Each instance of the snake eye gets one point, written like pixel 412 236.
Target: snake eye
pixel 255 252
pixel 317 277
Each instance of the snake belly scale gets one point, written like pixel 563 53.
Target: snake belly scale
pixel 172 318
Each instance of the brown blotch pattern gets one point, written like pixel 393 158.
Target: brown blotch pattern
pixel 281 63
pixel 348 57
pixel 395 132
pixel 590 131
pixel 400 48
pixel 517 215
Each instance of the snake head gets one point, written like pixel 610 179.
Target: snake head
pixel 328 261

•••

Return every line of the entries above verbatim, from the first line through the last, with no changes.

§ **Result of the task**
Each instance of the snake eye gets one point, written like pixel 412 236.
Target: snake eye
pixel 255 252
pixel 317 277
Each instance of the snake belly scale gets one point, written like pixel 563 53.
Target: snake belly scale
pixel 172 318
Each instance of the brown blotch pattern gets one point, written like pixel 393 158.
Target: brown blotch pattern
pixel 281 63
pixel 348 57
pixel 395 132
pixel 590 131
pixel 400 48
pixel 517 215
Each instance of the snake head gets one point, written like pixel 610 179.
Target: snake head
pixel 328 261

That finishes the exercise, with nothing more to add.